Listed records:
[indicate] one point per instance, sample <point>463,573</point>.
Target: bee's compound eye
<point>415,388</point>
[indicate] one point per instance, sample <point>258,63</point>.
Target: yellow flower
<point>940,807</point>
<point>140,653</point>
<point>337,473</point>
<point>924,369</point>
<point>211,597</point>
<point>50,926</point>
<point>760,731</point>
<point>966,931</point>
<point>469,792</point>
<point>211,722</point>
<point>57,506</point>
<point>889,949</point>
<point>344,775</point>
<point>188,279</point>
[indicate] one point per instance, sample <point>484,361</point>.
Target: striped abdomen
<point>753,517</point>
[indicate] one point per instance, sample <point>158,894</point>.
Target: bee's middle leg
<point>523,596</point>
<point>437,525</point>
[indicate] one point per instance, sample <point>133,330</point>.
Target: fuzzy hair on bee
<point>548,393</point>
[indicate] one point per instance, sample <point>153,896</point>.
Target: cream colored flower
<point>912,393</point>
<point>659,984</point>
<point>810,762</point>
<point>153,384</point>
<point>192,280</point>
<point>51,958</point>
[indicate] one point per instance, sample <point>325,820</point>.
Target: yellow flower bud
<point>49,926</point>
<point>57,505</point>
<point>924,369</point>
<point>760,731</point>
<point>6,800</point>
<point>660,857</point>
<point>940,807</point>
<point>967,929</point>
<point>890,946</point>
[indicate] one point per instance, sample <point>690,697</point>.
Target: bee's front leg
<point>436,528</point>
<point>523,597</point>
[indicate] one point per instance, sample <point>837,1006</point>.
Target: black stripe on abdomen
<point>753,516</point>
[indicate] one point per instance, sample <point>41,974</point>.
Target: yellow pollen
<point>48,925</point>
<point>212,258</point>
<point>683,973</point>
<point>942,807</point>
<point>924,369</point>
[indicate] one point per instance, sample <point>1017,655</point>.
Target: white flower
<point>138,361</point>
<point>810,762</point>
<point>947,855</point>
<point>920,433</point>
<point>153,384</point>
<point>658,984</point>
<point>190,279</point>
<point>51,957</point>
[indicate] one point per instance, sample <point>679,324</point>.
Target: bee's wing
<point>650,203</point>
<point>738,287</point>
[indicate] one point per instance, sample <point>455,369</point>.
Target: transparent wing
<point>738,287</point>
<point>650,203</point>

Directive: Copy all of the data above line for line, changing nothing.

Result of the exercise:
[indicate] one point per instance, sample <point>463,573</point>.
Target: bee's compound eye
<point>415,388</point>
[indicate] one point per instance, sample <point>258,63</point>.
Target: yellow flower
<point>940,807</point>
<point>140,653</point>
<point>337,473</point>
<point>924,369</point>
<point>211,597</point>
<point>50,926</point>
<point>760,731</point>
<point>966,931</point>
<point>469,792</point>
<point>211,722</point>
<point>57,506</point>
<point>889,949</point>
<point>344,775</point>
<point>188,279</point>
[indicate] one point per instance, sample <point>484,361</point>.
Target: striped abdomen
<point>753,517</point>
[indicate] one point per instance, sample <point>158,894</point>.
Target: bee's middle leg
<point>523,596</point>
<point>437,525</point>
[indicate] one point per instance, sample <point>133,330</point>.
Target: fuzzy hair on bee
<point>548,393</point>
[indicate] one point per instance, sample <point>153,896</point>.
Target: cream colored flower
<point>912,393</point>
<point>659,984</point>
<point>810,762</point>
<point>153,384</point>
<point>192,280</point>
<point>51,958</point>
[indicate] one point per instance, sample <point>325,820</point>.
Target: yellow flower bud
<point>49,926</point>
<point>57,505</point>
<point>924,369</point>
<point>760,731</point>
<point>6,800</point>
<point>660,857</point>
<point>940,807</point>
<point>967,929</point>
<point>890,946</point>
[indicate] one point per instance, sample <point>690,697</point>.
Target: bee's front leg
<point>436,528</point>
<point>523,597</point>
[indicate] one point per instance, sample <point>837,1006</point>.
Target: black stripe on abdomen
<point>753,516</point>
[indicate] one point per instance, sample <point>41,974</point>.
Target: yellow pollen
<point>48,925</point>
<point>212,258</point>
<point>683,973</point>
<point>942,807</point>
<point>924,369</point>
[indicate] one point per instance, sample <point>1017,655</point>.
Target: white flower
<point>138,361</point>
<point>810,762</point>
<point>947,855</point>
<point>920,433</point>
<point>153,384</point>
<point>658,984</point>
<point>190,279</point>
<point>51,957</point>
[indicate] one point per instance, sample <point>679,324</point>.
Target: bee's wing
<point>650,203</point>
<point>738,287</point>
[indicate] one point per instance, sample <point>455,369</point>.
Target: transparent wing
<point>738,287</point>
<point>650,203</point>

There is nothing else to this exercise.